# START OF Dataset records
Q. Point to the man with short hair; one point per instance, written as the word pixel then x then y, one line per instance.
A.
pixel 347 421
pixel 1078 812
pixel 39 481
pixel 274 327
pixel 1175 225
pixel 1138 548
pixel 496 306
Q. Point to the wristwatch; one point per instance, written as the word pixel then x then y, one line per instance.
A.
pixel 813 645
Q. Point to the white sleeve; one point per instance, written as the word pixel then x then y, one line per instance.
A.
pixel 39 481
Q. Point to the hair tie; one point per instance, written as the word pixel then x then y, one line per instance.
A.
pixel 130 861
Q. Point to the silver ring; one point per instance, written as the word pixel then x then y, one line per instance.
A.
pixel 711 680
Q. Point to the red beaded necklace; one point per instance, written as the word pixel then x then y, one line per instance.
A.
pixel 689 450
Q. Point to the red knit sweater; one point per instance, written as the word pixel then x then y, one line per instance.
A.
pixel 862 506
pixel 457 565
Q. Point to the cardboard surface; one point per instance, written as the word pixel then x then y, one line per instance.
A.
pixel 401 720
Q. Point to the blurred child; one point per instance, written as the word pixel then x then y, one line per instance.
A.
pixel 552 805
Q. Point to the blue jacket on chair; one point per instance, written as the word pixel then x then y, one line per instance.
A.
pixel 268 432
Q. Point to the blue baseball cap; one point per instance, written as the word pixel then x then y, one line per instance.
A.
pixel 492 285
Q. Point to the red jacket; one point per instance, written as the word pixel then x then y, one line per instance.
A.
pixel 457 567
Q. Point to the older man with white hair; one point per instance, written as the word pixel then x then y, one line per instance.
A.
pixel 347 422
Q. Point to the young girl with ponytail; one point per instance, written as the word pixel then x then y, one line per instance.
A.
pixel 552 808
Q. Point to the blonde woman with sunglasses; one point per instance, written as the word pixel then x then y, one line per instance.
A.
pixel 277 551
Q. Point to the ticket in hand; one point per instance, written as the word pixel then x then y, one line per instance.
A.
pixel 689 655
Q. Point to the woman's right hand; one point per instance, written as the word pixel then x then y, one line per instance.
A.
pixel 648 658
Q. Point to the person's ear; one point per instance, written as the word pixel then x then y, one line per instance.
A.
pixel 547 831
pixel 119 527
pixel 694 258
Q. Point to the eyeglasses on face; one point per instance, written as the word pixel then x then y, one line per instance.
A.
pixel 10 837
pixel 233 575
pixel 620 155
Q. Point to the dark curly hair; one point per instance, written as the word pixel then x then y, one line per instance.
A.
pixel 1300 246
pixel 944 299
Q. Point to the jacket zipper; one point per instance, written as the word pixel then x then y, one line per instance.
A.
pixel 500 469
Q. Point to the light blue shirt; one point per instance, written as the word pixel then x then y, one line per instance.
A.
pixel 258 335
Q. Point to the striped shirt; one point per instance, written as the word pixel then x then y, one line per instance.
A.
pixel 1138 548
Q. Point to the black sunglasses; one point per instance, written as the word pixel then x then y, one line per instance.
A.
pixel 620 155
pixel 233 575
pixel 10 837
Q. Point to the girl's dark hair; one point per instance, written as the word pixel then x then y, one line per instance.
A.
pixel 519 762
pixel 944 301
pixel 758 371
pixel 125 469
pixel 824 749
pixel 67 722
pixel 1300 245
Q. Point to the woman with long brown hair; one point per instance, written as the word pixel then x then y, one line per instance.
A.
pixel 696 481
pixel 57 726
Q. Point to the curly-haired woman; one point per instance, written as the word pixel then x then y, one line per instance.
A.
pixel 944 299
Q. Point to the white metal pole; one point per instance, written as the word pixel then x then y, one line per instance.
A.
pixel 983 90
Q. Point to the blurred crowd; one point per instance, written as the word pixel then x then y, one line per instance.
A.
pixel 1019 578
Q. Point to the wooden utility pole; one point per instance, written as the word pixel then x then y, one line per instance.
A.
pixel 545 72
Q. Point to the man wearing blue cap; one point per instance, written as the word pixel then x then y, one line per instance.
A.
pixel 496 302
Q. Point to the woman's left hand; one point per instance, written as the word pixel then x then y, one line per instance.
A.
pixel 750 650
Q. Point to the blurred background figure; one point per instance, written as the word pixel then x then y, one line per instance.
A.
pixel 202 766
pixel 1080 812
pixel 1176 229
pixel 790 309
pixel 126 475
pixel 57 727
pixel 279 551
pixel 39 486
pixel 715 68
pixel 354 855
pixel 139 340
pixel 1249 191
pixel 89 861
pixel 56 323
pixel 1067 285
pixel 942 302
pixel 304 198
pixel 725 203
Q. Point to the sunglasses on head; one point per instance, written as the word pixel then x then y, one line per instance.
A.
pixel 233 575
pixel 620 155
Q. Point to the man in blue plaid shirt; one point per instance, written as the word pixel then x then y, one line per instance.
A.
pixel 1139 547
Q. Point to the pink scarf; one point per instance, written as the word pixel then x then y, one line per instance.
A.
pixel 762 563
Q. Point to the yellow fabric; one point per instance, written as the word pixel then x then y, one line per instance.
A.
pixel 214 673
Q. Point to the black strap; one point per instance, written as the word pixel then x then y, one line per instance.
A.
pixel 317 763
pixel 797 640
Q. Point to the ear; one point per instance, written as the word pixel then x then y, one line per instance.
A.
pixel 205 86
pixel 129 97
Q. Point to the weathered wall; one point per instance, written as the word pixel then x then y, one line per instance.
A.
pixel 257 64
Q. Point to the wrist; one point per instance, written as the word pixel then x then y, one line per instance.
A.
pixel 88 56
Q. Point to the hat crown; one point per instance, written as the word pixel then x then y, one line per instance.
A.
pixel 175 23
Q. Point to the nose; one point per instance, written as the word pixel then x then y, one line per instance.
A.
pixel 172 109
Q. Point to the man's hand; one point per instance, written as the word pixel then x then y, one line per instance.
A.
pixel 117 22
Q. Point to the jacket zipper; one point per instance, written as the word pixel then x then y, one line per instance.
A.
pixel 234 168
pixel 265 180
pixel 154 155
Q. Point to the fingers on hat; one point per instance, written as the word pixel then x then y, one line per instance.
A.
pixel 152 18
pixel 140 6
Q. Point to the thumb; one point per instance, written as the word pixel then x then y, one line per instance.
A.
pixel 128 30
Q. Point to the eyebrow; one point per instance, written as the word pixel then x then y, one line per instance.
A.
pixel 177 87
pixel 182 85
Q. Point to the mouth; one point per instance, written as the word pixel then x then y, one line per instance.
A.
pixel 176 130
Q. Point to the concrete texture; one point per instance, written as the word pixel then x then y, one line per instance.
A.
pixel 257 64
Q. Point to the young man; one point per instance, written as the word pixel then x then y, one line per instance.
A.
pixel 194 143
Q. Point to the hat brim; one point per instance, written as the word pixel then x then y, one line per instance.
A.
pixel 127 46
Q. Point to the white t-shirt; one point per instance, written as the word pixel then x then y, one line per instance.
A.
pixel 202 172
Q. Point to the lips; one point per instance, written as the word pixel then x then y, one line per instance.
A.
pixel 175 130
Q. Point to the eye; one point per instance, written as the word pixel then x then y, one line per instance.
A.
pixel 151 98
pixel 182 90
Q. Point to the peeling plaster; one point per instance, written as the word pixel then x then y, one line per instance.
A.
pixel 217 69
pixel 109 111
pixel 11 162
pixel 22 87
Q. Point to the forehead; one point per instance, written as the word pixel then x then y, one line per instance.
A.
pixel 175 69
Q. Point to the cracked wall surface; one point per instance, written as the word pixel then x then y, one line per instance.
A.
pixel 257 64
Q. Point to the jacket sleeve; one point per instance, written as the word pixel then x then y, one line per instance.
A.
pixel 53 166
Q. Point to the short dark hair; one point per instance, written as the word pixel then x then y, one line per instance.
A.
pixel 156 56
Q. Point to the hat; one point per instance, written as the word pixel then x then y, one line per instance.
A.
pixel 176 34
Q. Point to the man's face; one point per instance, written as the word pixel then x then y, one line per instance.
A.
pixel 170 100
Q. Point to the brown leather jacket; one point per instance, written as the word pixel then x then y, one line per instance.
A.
# END OF Dataset records
■ Objective
Express the part of the material above that opens with the line containing "Q. Point to the curly-haired" and closes with the line containing "pixel 750 650" as a two-column CSV headed instruction and output, with one row per instruction and its output. Put each value in a single quoted field, with its line breaks turned into spaces.

■ Expected answer
instruction,output
"Q. Point to the curly-haired woman; one point per instance, written as the word pixel then x then y, one line per instance. A.","pixel 944 299"
"Q. Point to the white metal pole; one point per instance, written as the word pixel then x then y, one line per instance. A.","pixel 983 90"
"Q. Point to the blurred crowd; one point per instance, written as the word pixel then x then y, one line per instance. A.","pixel 1019 578"
"Q. Point to the wooden utility pole; one point per instance, written as the word pixel then x then y, one line per instance. A.","pixel 545 72"
"Q. Point to the man wearing blue cap; one point per instance, written as the word pixel then x then y, one line per instance. A.","pixel 496 302"
"Q. Point to the woman's left hand; one point per instance, written as the word pixel then x then y, one line per instance. A.","pixel 750 650"